Reproduce the passage below on drug experimentation, misuse, abuse, and addiction word for word, from beginning to end.

(Beginning of TEXT PROVIDED)

Experimentation means you try drinking or using a drug out of curiosity. You want to see what it’s all about. Most kids try alcohol and drugs with friends or an older sibling. Sometimes peer pressure is used to get kids to try alcohol or drugs.


Misuse

Misuse means you use a drug to cope with certain situations. This misuse can harm yourself or those around you. Some kids think using drugs will help them have more friends or do better in school or at sports. “Weekend partyers’’ may think a drug helps them relax or forget problems.


Abuse

Abuse means you use a drug out of habit to get high or harm yourself, regardless of the situation. Some kids use a drug just to get through the day. They think they need the drug, even though they know it’s causing problems. Drug abuse is a substance use disorder (SUD). People who abuse drugs suffer from unwanted changes to thinking, behavior, and body functions.


You’re hooked

Addiction is also an SUD and means you’re hooked in both body and mind. Addiction is a complex medical problem. It affects your brain and changes your behavior. Kids who are addicted can’t stop using their drug even when they want to. Even when they realize the harm it causes. And they use it on a regular basis (whether that’s every weekend, every day, or several times a day). They continue using despite the emotional, physical, social, and financial costs that happen.

(End of TEXT PROVIDED)
(Beginning of SUPPLIED MATERIAL)

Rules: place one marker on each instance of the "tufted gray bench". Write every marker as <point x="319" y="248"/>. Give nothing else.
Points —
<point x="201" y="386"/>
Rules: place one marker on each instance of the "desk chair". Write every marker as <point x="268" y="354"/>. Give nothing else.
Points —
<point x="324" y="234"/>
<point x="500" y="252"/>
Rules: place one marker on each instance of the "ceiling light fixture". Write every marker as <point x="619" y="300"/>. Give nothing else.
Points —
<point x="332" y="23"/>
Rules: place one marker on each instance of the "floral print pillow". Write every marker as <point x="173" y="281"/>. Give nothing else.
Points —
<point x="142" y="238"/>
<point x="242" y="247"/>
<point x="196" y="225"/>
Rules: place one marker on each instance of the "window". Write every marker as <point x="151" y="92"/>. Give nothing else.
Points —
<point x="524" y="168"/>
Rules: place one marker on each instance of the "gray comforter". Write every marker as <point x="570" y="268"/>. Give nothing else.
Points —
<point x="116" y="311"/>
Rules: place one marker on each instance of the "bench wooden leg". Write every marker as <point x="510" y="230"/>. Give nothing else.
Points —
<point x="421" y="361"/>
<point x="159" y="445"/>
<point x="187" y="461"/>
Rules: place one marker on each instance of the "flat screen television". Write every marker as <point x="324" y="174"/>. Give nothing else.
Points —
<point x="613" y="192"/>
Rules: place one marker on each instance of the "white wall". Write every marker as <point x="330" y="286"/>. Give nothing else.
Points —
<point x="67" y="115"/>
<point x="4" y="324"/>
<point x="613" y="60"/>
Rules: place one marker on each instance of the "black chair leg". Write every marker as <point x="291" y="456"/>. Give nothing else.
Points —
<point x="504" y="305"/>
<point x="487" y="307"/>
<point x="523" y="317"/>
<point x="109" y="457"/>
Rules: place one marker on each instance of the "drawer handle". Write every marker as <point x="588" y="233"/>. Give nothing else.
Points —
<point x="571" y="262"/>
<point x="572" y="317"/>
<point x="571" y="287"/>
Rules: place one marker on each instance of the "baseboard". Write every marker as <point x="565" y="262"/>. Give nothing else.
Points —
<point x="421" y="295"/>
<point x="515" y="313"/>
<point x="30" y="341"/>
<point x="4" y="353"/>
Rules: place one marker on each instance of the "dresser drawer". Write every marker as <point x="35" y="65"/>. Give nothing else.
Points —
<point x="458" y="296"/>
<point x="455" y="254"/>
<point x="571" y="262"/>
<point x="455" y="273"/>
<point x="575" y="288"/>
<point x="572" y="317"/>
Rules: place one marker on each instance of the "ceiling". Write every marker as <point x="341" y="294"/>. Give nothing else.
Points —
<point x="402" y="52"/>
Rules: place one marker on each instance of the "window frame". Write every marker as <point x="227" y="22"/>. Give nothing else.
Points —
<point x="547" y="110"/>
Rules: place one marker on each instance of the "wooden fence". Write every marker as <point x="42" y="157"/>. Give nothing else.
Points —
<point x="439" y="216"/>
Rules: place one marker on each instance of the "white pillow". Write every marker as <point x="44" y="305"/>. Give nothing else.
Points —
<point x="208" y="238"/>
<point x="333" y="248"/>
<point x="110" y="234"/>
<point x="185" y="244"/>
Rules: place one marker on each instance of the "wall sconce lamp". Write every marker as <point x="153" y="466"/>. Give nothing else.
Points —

(End of SUPPLIED MATERIAL)

SOLUTION FOR THIS TASK —
Experimentation means you try drinking or using a drug out of curiosity. You want to see what it’s all about. Most kids try alcohol and drugs with friends or an older sibling. Sometimes peer pressure is used to get kids to try alcohol or drugs.


Misuse

Misuse means you use a drug to cope with certain situations. This misuse can harm yourself or those around you. Some kids think using drugs will help them have more friends or do better in school or at sports. “Weekend partyers’’ may think a drug helps them relax or forget problems.


Abuse

Abuse means you use a drug out of habit to get high or harm yourself, regardless of the situation. Some kids use a drug just to get through the day. They think they need the drug, even though they know it’s causing problems. Drug abuse is a substance use disorder (SUD). People who abuse drugs suffer from unwanted changes to thinking, behavior, and body functions.


You’re hooked

Addiction is also an SUD and means you’re hooked in both body and mind. Addiction is a complex medical problem. It affects your brain and changes your behavior. Kids who are addicted can’t stop using their drug even when they want to. Even when they realize the harm it causes. And they use it on a regular basis (whether that’s every weekend, every day, or several times a day). They continue using despite the emotional, physical, social, and financial costs that happen.